→ Quoted passage:
● ● ● ● ●

There is an epidemic and it is sweeping across continents, again. I’m not speaking of an infectious disease that is rapidly spreading and infecting a large swath of the population. I am speaking of a different kind of an epidemic that has happened before and is happening again. It’s target: school textbooks.

Recently in Russia, a purge has started where hundreds of textbooks that for many years have been used by the schoolchildren and their teachers at the country’s 43,000 schools have been scrapped and deemed unsuitable. The reasons given have been a series of bureaucratic nitpicking mixed with accusations of unpatriotic content. Not only has this rash ban on textbooks by the Ministry of Education and Science upset curriculum and lesson plans, angered principals, teachers and parents, but is also threatening the livelihood of the small publishers for the textbook market. The purge, however, appears to have cleared the way for Enlightenment–a publishing house that used to be the sole provider of school textbooks during the Soviet era–whose CEO is a close friend of Mr. Putin, Russia’s President. To get an idea of how Enlightenment, ended up in such a cushy position, please read the article by Jo Becker and Steven Lee Myers in the New York Times. Now that the power of textbook publishing rests in the hands of a publisher with ties to the former Soviet era and the country’s current ruling powers, one is apt to expect that the content of history textbooks will soon be revised to meet the political views of those in charge today.

● ● ● ● ●

→ Entries provided:

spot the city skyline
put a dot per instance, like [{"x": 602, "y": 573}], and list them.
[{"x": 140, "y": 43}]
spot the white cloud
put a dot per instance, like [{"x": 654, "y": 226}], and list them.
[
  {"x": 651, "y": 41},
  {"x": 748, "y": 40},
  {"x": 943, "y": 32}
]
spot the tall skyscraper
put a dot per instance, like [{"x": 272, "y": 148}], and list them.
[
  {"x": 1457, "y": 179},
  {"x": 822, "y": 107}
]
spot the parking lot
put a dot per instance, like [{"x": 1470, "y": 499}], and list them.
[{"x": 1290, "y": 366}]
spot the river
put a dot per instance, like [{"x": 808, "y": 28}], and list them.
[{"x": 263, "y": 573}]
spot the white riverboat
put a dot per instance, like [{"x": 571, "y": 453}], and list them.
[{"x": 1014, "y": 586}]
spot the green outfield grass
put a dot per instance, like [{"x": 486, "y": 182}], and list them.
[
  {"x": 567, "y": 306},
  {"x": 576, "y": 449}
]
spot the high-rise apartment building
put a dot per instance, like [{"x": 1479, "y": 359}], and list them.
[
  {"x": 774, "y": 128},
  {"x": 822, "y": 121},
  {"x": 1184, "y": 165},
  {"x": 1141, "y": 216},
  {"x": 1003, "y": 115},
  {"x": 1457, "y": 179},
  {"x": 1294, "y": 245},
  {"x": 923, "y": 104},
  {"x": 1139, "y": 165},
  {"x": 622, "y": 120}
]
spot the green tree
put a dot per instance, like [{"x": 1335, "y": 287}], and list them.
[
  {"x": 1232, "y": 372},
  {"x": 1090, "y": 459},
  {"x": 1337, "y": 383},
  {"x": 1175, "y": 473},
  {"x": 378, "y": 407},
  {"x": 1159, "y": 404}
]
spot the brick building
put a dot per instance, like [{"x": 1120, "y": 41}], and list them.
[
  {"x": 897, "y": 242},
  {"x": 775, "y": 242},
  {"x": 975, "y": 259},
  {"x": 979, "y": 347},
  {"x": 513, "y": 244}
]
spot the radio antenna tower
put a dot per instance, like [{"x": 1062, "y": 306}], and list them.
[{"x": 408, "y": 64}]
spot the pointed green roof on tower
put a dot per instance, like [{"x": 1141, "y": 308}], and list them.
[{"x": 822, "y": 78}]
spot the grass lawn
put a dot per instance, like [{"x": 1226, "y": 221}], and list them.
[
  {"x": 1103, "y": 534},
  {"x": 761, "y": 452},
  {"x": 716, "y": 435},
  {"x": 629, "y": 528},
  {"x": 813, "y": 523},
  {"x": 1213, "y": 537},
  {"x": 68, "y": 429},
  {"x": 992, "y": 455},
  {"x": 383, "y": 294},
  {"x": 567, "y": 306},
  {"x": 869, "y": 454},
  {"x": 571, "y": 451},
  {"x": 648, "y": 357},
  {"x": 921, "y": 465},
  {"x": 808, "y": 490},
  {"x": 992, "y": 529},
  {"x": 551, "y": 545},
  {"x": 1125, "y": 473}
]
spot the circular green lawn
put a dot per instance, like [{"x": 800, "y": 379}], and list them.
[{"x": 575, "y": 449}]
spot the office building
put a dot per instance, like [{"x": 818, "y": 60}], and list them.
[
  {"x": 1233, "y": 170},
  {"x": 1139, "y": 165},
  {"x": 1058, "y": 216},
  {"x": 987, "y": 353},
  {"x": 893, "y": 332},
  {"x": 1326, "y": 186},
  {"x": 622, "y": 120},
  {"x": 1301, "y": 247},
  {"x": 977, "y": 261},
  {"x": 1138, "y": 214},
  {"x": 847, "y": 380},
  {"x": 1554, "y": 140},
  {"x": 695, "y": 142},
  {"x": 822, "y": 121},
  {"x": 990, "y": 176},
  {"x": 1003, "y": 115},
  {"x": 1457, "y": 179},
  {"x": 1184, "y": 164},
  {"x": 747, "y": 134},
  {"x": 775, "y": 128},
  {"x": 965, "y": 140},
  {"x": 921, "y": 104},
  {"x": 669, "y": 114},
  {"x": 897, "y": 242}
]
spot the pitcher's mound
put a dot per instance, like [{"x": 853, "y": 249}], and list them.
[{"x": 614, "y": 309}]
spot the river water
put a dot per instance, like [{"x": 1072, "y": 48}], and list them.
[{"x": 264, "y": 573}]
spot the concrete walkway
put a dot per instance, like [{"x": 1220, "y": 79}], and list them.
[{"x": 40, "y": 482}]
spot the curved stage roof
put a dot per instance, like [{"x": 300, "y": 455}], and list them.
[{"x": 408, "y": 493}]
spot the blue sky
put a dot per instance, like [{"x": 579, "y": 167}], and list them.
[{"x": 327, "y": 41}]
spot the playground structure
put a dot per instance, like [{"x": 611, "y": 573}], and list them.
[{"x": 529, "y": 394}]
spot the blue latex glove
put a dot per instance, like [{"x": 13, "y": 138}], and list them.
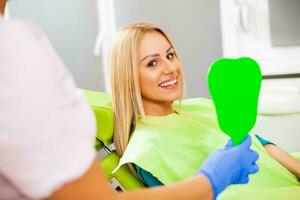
[{"x": 230, "y": 165}]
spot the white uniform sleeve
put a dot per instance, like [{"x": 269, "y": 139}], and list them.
[{"x": 47, "y": 129}]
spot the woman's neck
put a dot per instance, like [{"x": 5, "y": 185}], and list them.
[{"x": 157, "y": 108}]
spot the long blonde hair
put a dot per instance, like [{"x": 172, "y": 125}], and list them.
[{"x": 124, "y": 62}]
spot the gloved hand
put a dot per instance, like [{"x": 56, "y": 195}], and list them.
[{"x": 230, "y": 165}]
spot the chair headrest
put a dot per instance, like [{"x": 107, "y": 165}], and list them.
[{"x": 102, "y": 107}]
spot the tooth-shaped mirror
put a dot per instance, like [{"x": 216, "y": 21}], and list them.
[{"x": 234, "y": 86}]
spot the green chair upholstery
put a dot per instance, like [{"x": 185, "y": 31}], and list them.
[{"x": 123, "y": 179}]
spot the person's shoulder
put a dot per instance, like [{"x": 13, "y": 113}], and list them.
[
  {"x": 18, "y": 28},
  {"x": 195, "y": 105}
]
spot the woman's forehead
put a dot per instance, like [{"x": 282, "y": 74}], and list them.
[{"x": 154, "y": 43}]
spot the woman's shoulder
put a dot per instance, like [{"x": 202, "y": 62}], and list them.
[{"x": 195, "y": 106}]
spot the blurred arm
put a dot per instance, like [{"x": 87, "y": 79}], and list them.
[
  {"x": 284, "y": 158},
  {"x": 2, "y": 6}
]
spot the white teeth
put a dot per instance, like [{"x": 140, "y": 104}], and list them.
[{"x": 165, "y": 84}]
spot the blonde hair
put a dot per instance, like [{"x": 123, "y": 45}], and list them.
[{"x": 124, "y": 62}]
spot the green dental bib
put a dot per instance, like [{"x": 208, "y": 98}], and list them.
[{"x": 173, "y": 147}]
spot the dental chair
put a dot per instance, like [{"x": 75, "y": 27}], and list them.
[{"x": 123, "y": 179}]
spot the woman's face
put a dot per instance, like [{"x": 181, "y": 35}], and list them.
[{"x": 160, "y": 72}]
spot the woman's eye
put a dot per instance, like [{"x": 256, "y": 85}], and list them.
[
  {"x": 170, "y": 56},
  {"x": 152, "y": 63}
]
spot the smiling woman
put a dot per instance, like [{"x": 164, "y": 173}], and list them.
[{"x": 147, "y": 76}]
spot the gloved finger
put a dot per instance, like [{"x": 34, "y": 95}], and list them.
[
  {"x": 253, "y": 169},
  {"x": 252, "y": 156},
  {"x": 244, "y": 179},
  {"x": 228, "y": 145},
  {"x": 246, "y": 143}
]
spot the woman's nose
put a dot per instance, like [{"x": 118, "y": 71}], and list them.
[{"x": 169, "y": 66}]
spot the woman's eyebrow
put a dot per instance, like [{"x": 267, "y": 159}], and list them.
[
  {"x": 156, "y": 54},
  {"x": 152, "y": 55},
  {"x": 169, "y": 49}
]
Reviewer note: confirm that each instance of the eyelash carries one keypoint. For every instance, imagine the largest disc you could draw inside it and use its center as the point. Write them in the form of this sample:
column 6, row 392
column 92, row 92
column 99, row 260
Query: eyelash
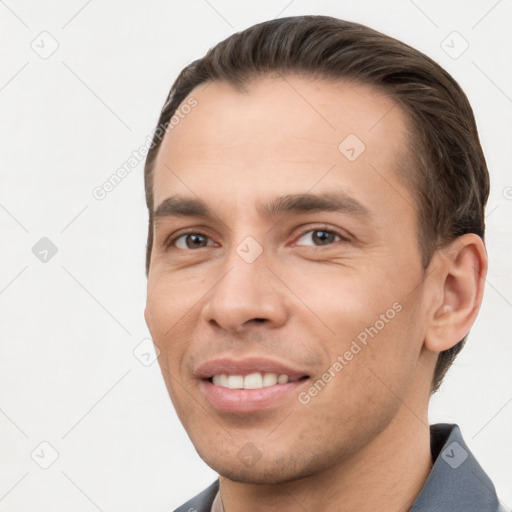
column 168, row 243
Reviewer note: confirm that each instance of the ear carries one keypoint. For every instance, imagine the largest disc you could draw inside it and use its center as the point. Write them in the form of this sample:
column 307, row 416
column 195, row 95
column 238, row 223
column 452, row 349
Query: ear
column 460, row 278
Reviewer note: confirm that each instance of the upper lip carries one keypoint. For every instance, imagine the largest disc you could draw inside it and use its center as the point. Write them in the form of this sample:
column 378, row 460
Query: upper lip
column 245, row 366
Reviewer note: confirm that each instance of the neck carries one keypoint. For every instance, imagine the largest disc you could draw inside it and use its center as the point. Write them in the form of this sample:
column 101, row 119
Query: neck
column 390, row 471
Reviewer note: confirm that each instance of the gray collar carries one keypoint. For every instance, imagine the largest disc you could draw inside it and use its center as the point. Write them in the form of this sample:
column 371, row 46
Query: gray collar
column 456, row 483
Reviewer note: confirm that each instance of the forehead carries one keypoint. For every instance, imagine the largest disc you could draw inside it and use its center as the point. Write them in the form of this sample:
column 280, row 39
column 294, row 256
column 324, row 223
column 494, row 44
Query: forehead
column 281, row 128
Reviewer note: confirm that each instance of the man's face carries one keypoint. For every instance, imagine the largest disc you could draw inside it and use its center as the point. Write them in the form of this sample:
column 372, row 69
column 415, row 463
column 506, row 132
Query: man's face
column 333, row 297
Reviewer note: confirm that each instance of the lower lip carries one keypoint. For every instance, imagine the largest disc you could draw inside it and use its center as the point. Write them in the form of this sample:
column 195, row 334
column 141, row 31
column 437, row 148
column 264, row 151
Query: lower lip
column 248, row 400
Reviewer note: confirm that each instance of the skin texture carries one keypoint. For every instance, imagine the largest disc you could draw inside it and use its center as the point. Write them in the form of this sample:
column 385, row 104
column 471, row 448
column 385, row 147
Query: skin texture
column 364, row 439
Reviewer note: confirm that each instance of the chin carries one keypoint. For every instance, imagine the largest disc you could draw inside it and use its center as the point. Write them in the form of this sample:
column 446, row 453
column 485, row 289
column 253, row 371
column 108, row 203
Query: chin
column 265, row 471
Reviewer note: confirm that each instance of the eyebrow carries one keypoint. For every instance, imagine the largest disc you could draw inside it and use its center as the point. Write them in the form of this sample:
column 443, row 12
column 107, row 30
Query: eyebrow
column 179, row 206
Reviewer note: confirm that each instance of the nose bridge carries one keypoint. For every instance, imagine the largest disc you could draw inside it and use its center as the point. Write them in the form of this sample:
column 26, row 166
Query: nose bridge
column 247, row 290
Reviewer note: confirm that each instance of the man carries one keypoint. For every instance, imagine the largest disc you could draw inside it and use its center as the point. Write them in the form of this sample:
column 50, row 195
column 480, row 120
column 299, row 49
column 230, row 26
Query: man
column 315, row 260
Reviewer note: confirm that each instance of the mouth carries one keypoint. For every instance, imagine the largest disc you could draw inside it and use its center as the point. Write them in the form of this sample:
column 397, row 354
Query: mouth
column 256, row 380
column 249, row 385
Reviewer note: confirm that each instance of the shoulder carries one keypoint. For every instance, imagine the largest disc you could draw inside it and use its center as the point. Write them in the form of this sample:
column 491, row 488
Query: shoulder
column 202, row 502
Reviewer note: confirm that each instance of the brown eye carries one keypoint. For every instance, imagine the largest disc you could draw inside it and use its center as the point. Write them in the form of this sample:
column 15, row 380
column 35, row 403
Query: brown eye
column 191, row 241
column 319, row 237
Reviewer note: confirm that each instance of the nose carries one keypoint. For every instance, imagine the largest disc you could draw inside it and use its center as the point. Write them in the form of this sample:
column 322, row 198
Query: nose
column 246, row 294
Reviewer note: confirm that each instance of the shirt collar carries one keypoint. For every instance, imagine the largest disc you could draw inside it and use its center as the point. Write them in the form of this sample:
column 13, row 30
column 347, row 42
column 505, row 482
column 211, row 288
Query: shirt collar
column 456, row 482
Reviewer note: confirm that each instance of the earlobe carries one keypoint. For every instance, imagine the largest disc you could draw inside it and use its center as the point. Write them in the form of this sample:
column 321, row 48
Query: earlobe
column 461, row 278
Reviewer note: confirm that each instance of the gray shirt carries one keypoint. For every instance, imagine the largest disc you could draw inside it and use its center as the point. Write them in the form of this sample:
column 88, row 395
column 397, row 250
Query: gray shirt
column 456, row 483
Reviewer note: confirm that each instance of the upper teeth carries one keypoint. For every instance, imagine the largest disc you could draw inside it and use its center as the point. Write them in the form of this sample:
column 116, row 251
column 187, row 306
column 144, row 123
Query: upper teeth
column 255, row 380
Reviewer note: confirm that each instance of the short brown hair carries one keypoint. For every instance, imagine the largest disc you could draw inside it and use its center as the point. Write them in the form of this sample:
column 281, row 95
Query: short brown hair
column 448, row 168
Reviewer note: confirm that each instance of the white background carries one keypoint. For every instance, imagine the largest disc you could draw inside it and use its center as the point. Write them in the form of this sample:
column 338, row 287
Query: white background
column 69, row 326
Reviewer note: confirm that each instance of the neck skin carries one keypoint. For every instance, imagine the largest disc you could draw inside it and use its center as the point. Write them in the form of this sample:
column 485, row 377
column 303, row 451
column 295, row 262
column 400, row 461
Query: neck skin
column 387, row 474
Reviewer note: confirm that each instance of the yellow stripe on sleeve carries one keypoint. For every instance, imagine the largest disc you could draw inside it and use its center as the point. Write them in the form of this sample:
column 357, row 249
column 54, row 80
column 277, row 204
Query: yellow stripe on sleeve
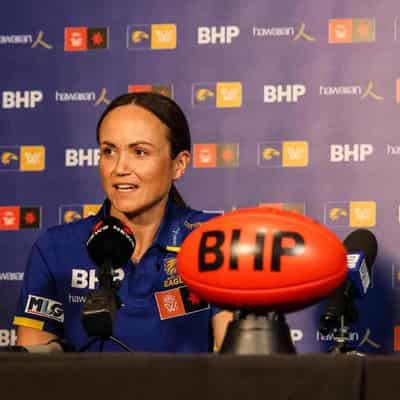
column 28, row 322
column 173, row 249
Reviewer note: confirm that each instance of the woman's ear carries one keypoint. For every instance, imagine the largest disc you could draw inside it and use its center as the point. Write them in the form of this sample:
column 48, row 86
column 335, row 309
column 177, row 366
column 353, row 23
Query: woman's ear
column 181, row 162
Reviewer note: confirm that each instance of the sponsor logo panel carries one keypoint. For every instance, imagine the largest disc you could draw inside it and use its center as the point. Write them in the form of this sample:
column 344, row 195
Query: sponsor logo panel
column 45, row 307
column 217, row 94
column 354, row 214
column 212, row 155
column 284, row 154
column 217, row 34
column 165, row 90
column 86, row 38
column 13, row 218
column 295, row 207
column 73, row 212
column 22, row 158
column 351, row 30
column 154, row 37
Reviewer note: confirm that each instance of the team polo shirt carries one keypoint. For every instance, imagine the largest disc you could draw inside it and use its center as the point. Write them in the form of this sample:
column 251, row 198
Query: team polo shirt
column 158, row 312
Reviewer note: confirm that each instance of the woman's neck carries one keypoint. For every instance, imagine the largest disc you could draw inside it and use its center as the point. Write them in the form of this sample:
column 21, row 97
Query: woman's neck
column 144, row 227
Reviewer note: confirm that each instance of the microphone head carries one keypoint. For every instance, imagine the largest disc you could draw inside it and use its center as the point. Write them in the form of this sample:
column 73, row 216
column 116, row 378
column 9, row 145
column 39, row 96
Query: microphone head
column 110, row 241
column 365, row 241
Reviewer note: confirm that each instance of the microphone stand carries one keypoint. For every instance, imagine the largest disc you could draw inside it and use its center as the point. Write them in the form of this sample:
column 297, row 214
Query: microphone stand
column 99, row 310
column 341, row 338
column 258, row 332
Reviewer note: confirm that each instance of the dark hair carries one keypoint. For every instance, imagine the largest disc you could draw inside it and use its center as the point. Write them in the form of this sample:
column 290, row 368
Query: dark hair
column 165, row 110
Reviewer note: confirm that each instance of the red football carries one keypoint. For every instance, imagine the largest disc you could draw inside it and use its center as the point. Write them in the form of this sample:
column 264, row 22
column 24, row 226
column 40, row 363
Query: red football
column 262, row 257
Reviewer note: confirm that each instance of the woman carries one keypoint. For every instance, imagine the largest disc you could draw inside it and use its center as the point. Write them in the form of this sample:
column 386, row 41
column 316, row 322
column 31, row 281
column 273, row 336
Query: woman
column 144, row 144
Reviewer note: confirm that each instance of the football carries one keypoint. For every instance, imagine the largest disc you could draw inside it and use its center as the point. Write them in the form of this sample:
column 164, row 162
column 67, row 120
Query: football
column 262, row 258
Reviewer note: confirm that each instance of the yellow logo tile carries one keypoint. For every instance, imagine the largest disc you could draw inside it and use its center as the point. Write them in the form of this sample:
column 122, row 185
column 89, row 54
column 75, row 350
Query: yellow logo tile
column 32, row 158
column 163, row 36
column 294, row 154
column 229, row 94
column 90, row 209
column 362, row 214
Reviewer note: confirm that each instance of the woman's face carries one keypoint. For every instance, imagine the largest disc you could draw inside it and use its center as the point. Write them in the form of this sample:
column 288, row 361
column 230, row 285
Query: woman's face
column 136, row 168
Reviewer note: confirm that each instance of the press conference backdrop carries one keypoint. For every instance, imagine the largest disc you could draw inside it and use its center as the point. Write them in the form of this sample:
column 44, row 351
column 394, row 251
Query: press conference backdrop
column 294, row 103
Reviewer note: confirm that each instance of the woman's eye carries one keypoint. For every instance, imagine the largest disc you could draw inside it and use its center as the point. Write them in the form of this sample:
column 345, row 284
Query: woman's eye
column 140, row 152
column 107, row 151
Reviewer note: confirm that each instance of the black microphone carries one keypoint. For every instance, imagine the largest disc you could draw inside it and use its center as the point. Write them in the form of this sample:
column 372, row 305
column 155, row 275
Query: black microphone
column 110, row 245
column 362, row 247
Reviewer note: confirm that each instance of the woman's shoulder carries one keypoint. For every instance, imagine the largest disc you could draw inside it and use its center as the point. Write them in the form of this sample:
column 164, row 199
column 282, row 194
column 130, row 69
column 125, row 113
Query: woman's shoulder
column 73, row 231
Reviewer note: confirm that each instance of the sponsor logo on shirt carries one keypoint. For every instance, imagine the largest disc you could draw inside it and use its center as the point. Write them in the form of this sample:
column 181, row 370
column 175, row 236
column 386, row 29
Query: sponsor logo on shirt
column 44, row 307
column 178, row 302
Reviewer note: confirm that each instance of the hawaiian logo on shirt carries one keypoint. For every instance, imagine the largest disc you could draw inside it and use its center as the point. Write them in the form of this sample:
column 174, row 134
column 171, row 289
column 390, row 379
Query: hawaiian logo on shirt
column 44, row 307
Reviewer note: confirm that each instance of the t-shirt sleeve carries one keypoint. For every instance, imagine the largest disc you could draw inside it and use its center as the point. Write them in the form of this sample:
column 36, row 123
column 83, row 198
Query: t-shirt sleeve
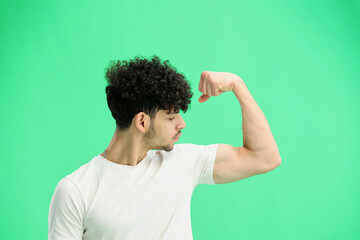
column 66, row 212
column 201, row 159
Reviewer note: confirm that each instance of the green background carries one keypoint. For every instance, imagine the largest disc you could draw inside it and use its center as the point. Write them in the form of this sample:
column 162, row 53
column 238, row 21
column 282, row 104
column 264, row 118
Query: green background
column 299, row 59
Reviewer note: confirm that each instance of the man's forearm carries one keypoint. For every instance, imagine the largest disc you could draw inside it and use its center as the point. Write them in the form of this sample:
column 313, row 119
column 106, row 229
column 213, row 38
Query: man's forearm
column 257, row 135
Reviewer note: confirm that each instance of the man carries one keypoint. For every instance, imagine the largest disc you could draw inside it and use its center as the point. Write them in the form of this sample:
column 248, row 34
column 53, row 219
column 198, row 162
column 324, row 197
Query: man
column 140, row 187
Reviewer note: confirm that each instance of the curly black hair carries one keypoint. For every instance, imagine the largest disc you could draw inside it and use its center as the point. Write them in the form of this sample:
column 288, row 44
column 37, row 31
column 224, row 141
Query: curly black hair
column 142, row 85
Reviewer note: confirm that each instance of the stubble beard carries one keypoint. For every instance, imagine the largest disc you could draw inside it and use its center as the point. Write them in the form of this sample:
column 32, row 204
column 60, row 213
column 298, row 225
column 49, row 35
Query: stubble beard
column 150, row 139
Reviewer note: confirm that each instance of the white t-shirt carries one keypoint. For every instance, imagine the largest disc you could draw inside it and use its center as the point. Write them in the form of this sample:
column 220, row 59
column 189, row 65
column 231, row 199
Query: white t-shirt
column 103, row 200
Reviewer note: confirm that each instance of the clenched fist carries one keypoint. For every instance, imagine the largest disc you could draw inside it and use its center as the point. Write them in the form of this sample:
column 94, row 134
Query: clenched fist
column 215, row 83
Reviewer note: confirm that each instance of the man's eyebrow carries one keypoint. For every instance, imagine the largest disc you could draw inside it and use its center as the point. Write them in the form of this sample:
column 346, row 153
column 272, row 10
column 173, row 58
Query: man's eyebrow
column 172, row 113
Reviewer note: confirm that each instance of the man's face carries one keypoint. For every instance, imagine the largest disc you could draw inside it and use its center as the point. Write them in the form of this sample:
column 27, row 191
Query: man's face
column 164, row 128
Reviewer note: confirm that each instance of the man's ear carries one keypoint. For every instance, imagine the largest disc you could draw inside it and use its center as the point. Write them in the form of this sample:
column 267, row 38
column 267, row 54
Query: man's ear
column 142, row 121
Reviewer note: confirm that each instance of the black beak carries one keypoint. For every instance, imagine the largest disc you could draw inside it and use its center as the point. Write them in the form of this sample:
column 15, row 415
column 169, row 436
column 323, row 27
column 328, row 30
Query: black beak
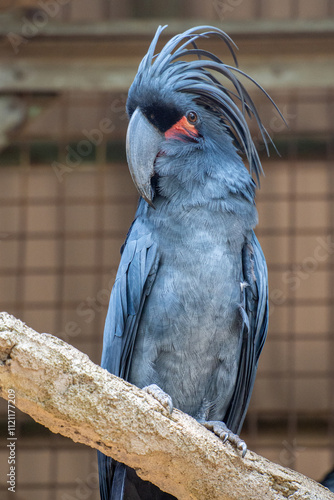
column 143, row 142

● ● ● ● ●

→ Using the information:
a - In the passage on the Russian textbook purge, which publishing house does the purge appear to have cleared the way for?
b - Carry on the passage about the Russian textbook purge from the point where it ends.
The rows have nothing to do with this.

→ Exercise answers:
a - Enlightenment, the publishing house that was the sole provider of school textbooks during the Soviet era.

b -
Next, we head over to China, where education officials are thinking of changing elementary and middle school textbooks to include more subjects on Chinese philosophy and literature in an effort to emphasize China’s cultural heritage. If the Ministry of Education approves these changes, they would go into effect next September in time for the new school year. What is unclear is if these changes are approved which components of the existing curricula will be dropped to make room for the new subjects? Are there any qualified teachers in China who are available to teach the traditional Chinese language and literature? The young teachers today were educated under the influence of Chinese Communism. Most of the experienced teachers with knowledge of these traditional subjects are long gone. How will these subjects be taught in today’s modern China?

Moving on to Japan and South Korea, we see their respective Prime Minister and President, each pushing to have high school history textbooks rewritten to reflect their political views. The Japanese Prime Minister, Shinzo Abe has instructed the country’s Ministry of Education to revise the textbooks so that they are more patriotic and no longer include Japan’s atrocities during WWII. The South Korean, President, Ms. Park Geun-hye, wishes to downplay and do away with Korea’s history of collaboration with the Japanese colonial authorities and have the textbooks rewritten so that Koreans are seen as having been coerced into collaboration rather than having done so willingly. Much of this push has to do with the fact that a majority of South Korea’s professionals and elite members of the civil service come from families that did in fact collaborate with the Japanese colonizers.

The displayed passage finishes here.